## Written task
Reproduce the records below with every instance of "Inline example documentation" changed to "Detector reference" and all other text left as is. Leave the pictures out.

## Data section
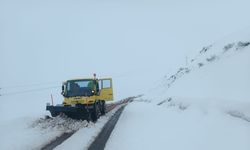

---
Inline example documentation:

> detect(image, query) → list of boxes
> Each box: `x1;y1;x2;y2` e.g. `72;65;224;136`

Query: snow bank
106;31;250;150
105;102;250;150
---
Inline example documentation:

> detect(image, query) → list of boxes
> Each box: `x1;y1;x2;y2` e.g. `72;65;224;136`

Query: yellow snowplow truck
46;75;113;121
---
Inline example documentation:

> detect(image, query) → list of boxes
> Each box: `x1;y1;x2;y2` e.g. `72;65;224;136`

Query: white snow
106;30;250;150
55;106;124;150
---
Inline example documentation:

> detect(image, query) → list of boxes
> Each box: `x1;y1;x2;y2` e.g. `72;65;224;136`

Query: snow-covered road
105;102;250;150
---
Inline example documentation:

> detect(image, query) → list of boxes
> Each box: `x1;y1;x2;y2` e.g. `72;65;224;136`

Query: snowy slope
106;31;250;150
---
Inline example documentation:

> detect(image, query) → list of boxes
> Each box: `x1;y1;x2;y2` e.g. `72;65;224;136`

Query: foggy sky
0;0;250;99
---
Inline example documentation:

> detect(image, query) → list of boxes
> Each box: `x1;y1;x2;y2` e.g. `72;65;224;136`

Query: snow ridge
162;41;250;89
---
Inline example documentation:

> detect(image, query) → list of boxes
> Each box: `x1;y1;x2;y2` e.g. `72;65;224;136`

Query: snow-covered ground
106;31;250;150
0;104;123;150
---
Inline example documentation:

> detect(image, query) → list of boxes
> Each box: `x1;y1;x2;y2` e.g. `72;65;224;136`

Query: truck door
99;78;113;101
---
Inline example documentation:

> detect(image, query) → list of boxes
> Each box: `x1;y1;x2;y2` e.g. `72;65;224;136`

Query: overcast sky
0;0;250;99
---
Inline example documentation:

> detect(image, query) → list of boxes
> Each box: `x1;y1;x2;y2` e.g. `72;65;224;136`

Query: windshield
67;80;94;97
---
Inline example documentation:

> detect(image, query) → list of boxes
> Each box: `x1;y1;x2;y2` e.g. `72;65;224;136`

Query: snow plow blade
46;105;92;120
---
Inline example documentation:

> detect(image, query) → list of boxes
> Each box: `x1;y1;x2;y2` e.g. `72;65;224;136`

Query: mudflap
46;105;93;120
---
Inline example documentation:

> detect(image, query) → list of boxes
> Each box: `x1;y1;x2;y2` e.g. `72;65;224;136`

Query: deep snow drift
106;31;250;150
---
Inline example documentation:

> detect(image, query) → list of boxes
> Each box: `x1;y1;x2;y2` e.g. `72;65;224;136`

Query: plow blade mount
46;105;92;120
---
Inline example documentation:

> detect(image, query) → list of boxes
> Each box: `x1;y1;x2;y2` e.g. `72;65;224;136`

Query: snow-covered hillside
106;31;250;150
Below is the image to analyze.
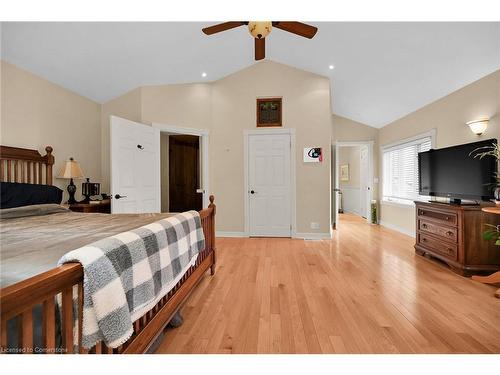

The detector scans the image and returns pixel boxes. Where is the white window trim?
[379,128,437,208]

## Solution for this problem
---
Detector reference:

> detect(image, query) → list of boxes
> Each box: `x1;y1;x2;y2` e.g. `72;65;224;136`

Query: snow bank
106;31;250;150
105;102;250;150
---
Detector reference:

> detect(image, query) → list of boxes
> Each box: `x1;y1;x2;y2` e.g. `72;65;224;136`

Query: yellow snowplow truck
46;75;113;121
---
Detector reference:

> detect(image, query) → list of boxes
> Each box: `x1;y1;x2;y2` e.g. `72;65;224;136`

Query: white snow
106;30;250;150
55;106;124;150
---
Detector reference:

> detect(image, query) → list of boxes
> Each box: `x1;y1;x2;y2` e.g. `72;65;224;136`

Query: snow-covered road
105;102;250;150
---
Detector reference:

> detect(image, query) → list of boxes
> Each box: `x1;y1;x2;y2` e.g. `72;65;224;136`

Query: snowy slope
106;31;250;150
---
Detector reference:

> detect(image, query) → list of boxes
> Each box: `x1;y1;x2;y2` e.g. `72;65;224;136`

Query: foggy sky
0;0;250;99
---
Detector reference:

> detect(image, query) → list of boxes
> Each box: `x1;y1;x2;y2` e.g. `72;65;224;136`

Query: snow ridge
162;41;250;89
---
Detector reference:

> detect(image, query) → list of boxes
> Each box: `x1;y1;x2;y2` e.g. `72;65;224;136`

Query: snow-covered ground
106;31;250;150
0;104;123;150
---
Detector reference:

> detect(image, query) → list of boxes
> Each box: `x1;y1;x2;y2` e.g. `72;65;224;136`

Query: truck door
99;78;113;101
---
Detector reference:

> detect(image, query) → list of boxes
> Each box: `x1;y1;x2;y2` e.g. `72;65;224;136`

Query: overcast sky
0;0;250;99
---
Detector reference:

> detect(image, query) → list of boxes
> Each box: `x1;y1;x2;y2` e.g. `72;65;224;136`

Query: windshield
67;80;94;97
---
Detector reference:

> detect(image, query) → list of boxes
> Each box: `x1;y1;x2;y2` e.g. `72;65;224;136`

Query: snow plow blade
46;105;92;120
---
Detector reference:

> detect(image, query) → list of boxes
> Each box: `x1;y1;x2;y2` e.g. `72;65;224;136`

Query: mudflap
46;105;93;120
---
Detector reference:

> detect(image, query) → list of boxes
> Each box: `x1;y1;x2;y2` e.g. `72;65;224;136`

Query: deep snow drift
106;31;250;150
---
Detector reference:

> detect(image, query) → list of boxes
> Each box: `x1;y1;x2;y2` e.g. `72;65;224;136`

Query: plow blade mount
46;105;92;120
---
Detector reference:

> detect(image, query) → list of boxes
> Each box: `x1;y1;x2;y2` e.g. `72;65;224;136`

Query: snow-covered hillside
106;31;250;150
Below is the image to analyze.

The detector scans the image and returns pixel boxes. Where is the white window trim?
[379,128,437,208]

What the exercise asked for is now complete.